§ **DATA EXCERPTS**:
*****

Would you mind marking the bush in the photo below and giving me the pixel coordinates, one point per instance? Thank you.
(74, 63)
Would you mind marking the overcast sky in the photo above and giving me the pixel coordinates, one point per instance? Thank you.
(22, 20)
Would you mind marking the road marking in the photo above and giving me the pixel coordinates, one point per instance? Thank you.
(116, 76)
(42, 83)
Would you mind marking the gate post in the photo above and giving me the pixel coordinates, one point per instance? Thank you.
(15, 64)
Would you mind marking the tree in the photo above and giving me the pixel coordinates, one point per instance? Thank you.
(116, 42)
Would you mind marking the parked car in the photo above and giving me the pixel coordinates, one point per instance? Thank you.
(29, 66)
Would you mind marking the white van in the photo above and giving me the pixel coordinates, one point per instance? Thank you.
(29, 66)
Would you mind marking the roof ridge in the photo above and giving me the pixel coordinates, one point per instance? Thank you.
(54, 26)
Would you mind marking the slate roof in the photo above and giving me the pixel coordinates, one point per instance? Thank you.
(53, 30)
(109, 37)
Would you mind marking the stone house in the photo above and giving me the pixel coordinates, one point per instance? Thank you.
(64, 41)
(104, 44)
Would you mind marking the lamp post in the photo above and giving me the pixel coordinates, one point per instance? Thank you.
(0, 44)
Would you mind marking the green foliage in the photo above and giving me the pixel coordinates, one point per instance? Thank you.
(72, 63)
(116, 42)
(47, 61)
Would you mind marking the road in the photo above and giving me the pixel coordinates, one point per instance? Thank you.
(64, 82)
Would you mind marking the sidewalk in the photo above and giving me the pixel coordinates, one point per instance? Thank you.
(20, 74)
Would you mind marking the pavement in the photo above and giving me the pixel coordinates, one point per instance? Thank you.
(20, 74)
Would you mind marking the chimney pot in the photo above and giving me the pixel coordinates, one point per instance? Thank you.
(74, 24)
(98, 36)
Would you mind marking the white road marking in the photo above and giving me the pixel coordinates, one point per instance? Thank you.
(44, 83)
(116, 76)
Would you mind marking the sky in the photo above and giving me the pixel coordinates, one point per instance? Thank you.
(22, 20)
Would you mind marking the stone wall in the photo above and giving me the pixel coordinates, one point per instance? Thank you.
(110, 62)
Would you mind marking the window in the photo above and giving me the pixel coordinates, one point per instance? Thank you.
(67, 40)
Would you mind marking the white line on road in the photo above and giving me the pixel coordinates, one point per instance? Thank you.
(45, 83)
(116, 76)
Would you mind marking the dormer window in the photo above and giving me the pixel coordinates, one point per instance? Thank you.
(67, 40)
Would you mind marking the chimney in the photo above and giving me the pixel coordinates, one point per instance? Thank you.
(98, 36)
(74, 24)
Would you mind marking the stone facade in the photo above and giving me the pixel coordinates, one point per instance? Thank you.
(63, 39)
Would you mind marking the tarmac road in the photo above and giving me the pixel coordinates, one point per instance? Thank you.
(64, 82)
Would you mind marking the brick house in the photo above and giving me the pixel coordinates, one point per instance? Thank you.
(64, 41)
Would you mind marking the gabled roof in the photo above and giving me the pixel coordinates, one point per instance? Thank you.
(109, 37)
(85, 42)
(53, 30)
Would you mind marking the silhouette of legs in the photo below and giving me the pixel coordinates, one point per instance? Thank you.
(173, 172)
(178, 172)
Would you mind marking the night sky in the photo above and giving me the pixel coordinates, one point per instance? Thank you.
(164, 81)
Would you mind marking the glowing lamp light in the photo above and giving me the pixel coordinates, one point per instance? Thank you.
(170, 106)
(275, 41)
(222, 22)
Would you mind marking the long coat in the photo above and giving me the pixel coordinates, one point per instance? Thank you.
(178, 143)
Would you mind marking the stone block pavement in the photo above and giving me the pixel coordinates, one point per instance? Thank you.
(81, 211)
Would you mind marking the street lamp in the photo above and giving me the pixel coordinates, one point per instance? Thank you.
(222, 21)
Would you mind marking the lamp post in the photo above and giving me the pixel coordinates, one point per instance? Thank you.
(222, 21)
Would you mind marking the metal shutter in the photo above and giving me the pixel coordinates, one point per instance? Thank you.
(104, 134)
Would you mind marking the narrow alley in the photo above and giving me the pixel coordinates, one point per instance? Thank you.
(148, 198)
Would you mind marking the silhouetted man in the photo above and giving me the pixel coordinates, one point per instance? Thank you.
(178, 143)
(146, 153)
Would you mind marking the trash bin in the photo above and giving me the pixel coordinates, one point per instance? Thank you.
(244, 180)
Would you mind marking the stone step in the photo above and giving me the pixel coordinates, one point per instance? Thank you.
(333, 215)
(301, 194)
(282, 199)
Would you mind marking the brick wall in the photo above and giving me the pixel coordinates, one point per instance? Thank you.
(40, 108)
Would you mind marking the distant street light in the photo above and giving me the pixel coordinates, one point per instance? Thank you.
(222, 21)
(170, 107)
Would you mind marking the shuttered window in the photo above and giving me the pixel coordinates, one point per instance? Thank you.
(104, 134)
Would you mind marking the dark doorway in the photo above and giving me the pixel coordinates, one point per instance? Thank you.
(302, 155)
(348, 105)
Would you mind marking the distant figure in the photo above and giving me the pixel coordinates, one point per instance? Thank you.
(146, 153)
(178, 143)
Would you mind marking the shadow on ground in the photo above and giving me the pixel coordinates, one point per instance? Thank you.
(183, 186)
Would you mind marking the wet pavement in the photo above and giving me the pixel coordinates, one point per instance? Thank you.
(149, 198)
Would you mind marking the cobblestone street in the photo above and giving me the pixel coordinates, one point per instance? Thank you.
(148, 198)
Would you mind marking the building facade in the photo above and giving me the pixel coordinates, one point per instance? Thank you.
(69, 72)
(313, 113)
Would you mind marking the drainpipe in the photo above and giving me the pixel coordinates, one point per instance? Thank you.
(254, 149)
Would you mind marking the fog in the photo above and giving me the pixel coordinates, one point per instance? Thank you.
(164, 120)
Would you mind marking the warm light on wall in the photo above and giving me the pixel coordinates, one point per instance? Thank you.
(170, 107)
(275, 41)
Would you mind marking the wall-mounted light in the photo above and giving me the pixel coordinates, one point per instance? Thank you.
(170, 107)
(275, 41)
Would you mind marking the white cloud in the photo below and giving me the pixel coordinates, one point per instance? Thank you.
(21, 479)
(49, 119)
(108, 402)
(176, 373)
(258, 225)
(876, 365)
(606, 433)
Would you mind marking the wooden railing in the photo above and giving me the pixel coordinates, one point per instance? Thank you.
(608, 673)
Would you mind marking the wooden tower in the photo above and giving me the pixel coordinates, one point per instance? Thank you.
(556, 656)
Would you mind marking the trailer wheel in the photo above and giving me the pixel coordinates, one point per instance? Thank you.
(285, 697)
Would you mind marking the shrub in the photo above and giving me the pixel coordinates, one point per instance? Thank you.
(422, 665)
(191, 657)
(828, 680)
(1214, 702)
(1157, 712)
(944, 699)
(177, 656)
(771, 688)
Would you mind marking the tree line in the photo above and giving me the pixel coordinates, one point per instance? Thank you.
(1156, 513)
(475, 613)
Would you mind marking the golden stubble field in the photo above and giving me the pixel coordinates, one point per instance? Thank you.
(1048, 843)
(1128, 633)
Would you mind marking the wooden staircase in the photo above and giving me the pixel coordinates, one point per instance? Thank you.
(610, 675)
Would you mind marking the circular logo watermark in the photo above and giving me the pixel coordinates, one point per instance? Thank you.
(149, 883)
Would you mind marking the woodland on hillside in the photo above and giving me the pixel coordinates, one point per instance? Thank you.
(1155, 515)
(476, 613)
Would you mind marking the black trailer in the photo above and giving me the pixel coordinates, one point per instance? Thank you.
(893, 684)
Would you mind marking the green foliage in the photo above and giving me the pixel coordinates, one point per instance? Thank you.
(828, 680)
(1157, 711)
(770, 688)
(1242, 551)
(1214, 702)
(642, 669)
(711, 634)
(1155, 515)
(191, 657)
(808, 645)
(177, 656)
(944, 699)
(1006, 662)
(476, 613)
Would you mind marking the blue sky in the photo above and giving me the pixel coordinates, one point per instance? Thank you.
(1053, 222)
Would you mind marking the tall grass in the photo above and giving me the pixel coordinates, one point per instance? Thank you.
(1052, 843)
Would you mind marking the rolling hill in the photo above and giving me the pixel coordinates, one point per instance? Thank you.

*****

§ **THE EXERCISE**: Format the lines of the records above as a JSON list of strings, one string per line and no blank lines. Start with the line that contains "Would you mind marking the wooden staircase" and include every line through the end of the records.

§ **SOLUTION TO THE PROBLEM**:
[
  "Would you mind marking the wooden staircase in the photo above and giving me the pixel coordinates, one point per instance? Thank you.",
  "(610, 675)",
  "Would you mind marking the circular logo watermark in the photo above and giving me the pixel coordinates, one point per instance? Thank you.",
  "(149, 883)",
  "Would you mind marking the woodland on hillside in the photo above and giving me the pixel coordinates, one point per instance? Thank you.",
  "(1155, 515)",
  "(476, 613)",
  "Would you mind marking the black trailer in the photo above and giving me the pixel coordinates, one point per instance? Thank you.",
  "(893, 684)",
  "Would you mind marking the green foliage in the photo above and giving me the pixel coordinates, one point per instance? Thank you.",
  "(828, 680)",
  "(1157, 711)",
  "(770, 688)",
  "(1242, 551)",
  "(1214, 702)",
  "(642, 669)",
  "(711, 634)",
  "(1155, 515)",
  "(191, 657)",
  "(808, 645)",
  "(177, 656)",
  "(944, 699)",
  "(1006, 662)",
  "(476, 613)",
  "Would you mind marking the blue sky in the photo above and giving me the pixel coordinates, one point per instance? Thank you.",
  "(1053, 222)",
  "Would you mind marking the tall grass in the photo above and giving me the pixel coordinates, one point per instance? Thank you.",
  "(1052, 843)",
  "Would you mind marking the rolling hill in the photo above and giving me the pixel coordinates, one point per instance? Thank you."
]